Trecho do texto:
════════
Frequentemente a sociedade é confrontada por novas leis que causam severo desconforto – comecemos usando um termo não jurídico e pouco técnico antes de entrar em algumas questões conceituais um tanto espinhosas.
Não raro, tem-se a sensação de que algumas normas não se prestam a serem aplicadas de modo uniforme a todos, atendendo àquele antigo e consagrado princípio do liberalismo político. Afinal, como justificar um benefício fiscal acessível a todos, mas que, por sua especificidade, só alcança uma ou duas empresas? Ou uma regra ambiental, geral e abstrata, que cria facilidades apenas para uma parcela de algum setor produtivo?
Em tempos recentes, na sequência de um sem número de revelações acerca de como funciona o processo decisório no Estado brasileiro, entranhado por negociações escusas, veio à tona um dado que não deixou de causar algum espanto: as leis feitas por encomenda de algum grupo empresarial em troca, naturalmente, de generosos ganhos financeiros para seus autores e apoiadores.
════════
Conjunto de dados:
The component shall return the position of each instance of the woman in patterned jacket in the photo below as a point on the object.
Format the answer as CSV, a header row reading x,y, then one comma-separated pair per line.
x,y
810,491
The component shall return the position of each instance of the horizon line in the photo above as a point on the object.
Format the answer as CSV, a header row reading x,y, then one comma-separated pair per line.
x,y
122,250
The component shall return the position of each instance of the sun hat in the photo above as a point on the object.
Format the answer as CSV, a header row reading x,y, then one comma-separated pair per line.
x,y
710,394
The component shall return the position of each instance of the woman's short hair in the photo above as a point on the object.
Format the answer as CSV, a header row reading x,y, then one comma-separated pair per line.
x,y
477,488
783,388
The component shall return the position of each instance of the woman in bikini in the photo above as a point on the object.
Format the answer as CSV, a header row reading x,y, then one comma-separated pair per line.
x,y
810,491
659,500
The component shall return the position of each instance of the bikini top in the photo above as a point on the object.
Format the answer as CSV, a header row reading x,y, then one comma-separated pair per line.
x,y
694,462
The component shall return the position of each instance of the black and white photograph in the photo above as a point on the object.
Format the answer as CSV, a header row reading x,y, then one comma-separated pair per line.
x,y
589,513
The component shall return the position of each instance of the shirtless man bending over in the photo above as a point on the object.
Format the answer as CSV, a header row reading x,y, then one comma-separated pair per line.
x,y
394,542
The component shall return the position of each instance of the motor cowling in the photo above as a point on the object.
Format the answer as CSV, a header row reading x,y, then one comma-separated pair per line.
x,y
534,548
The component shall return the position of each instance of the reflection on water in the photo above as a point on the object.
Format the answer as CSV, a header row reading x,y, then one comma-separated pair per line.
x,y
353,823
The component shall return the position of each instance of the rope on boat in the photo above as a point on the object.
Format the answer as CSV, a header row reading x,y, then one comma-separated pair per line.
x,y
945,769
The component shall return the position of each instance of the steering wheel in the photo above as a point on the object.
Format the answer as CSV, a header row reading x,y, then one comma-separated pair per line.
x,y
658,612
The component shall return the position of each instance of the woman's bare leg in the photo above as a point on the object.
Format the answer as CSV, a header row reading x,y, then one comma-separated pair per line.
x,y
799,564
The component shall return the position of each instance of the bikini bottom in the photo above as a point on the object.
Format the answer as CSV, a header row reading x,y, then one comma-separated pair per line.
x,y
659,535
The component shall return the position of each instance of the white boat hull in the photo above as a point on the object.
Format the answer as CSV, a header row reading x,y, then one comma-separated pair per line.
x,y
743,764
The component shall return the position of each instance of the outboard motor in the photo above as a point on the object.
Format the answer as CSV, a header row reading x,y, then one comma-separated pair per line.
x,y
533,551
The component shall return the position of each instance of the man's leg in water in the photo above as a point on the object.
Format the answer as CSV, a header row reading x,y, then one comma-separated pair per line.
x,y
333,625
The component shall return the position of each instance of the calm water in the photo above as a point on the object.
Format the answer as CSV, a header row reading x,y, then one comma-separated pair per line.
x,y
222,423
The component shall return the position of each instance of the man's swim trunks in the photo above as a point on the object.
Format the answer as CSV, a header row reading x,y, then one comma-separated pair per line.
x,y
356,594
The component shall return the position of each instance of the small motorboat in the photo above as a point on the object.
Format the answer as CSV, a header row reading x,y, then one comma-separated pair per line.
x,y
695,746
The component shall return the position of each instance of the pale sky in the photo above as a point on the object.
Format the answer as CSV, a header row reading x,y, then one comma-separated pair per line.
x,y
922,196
════════
Instruções de trabalho:
A - Responda às perguntas abaixo com base no trecho do texto.
(i) Que termo não jurídico e pouco técnico é usado no início para descrever o efeito de certas leis novas?
(ii) Que alcance tem o benefício fiscal dado como exemplo?
(iii) Que dado veio à tona e causou espanto?
B - Extraia do trecho do texto tudo o que vai desde as palavras "Frequentemente a sociedade" até as palavras "um tanto espinhosas.".
As linhas não têm nenhum papel nesta parte.

Respostas por tarefa:
A -
(i) Desconforto, descrito como "severo desconforto".
(ii) É acessível a todos, mas, por sua especificidade, só alcança uma ou duas empresas.
(iii) As leis feitas por encomenda de algum grupo empresarial em troca de generosos ganhos financeiros para seus autores e apoiadores.

B -
Frequentemente a sociedade é confrontada por novas leis que causam severo desconforto – comecemos usando um termo não jurídico e pouco técnico antes de entrar em algumas questões conceituais um tanto espinhosas.